> What to do: Everything in the listing below has to be repeated exactly, except the pictures.

> Material supplied:
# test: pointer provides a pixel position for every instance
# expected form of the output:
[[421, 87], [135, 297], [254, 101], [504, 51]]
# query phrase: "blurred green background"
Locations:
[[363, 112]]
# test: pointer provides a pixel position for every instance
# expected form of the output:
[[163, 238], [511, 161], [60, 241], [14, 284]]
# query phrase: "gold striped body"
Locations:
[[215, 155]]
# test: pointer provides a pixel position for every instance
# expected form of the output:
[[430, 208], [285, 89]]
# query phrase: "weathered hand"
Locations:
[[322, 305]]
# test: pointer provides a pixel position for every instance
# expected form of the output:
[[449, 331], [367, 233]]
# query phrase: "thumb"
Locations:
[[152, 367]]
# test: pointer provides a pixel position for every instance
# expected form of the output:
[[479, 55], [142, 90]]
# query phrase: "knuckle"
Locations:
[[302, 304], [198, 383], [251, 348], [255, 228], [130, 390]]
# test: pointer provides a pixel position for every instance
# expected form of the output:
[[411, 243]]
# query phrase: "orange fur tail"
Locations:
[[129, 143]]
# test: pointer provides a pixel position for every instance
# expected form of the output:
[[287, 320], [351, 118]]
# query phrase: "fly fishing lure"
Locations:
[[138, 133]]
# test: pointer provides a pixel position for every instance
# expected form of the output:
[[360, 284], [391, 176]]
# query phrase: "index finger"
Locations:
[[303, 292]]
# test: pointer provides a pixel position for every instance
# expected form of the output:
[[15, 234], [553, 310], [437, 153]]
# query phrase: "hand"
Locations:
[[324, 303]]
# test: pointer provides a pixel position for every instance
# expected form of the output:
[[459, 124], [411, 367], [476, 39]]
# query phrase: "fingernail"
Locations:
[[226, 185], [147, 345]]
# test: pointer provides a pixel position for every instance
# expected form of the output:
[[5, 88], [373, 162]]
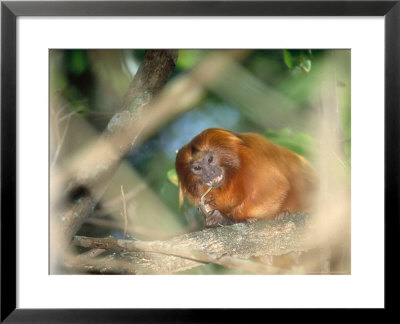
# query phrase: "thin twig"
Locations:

> Answer to this exercise:
# test: pointer provides a pixel position for every instance
# expected form of the output:
[[421, 87], [135, 297], [254, 101], [504, 51]]
# query phrase: "blurred green background"
Locations:
[[363, 112]]
# test: pointer provides a pixel position for every instance
# expected form of the output:
[[163, 238], [511, 161], [60, 241], [14, 284]]
# query phrase: "gold striped body"
Locations:
[[215, 155]]
# test: pointer provides a pixel position for every instance
# expected form of the output:
[[430, 208], [285, 89]]
# query phrase: "weathered hand"
Locations:
[[322, 305]]
# test: pointer provides a pixel position for every instance
# expected form of the output:
[[449, 331], [367, 233]]
# query phrase: "thumb"
Locations:
[[152, 367]]
# test: pointer provides a pixel position for every instance
# expected form of the output:
[[479, 55], [142, 90]]
# query phrase: "knuckle"
Locations:
[[302, 304], [198, 383], [251, 348], [255, 228], [130, 390]]
# test: pointer provides a pixel position for every instance
# expected form of the output:
[[411, 243]]
# query phrase: "orange fur tail"
Locations:
[[129, 143]]
# test: pointer provides a pixel position for every instance
# expected form of the output:
[[287, 320], [351, 118]]
# query phrase: "fly fishing lure"
Locations:
[[138, 133]]
# test: pointer provides a pixel position for every instance
# expected form of the output:
[[360, 284], [391, 176]]
# query phrase: "index finger"
Locations:
[[303, 292]]
# test: pointer provides a pixel position for every instance
# expected form of the output:
[[15, 234], [553, 310], [437, 153]]
# query phrase: "hand"
Locations:
[[324, 303]]
# test: pointer provides a pixel position for every instance
# expected form of the output:
[[459, 124], [411, 367], [476, 39]]
# query phrase: "fingernail"
Locations:
[[226, 185], [147, 345]]
# test: pointer provides a pixel position for every instance
# expected form of the output:
[[5, 88], [373, 162]]
# query phrase: "thin twig"
Locations:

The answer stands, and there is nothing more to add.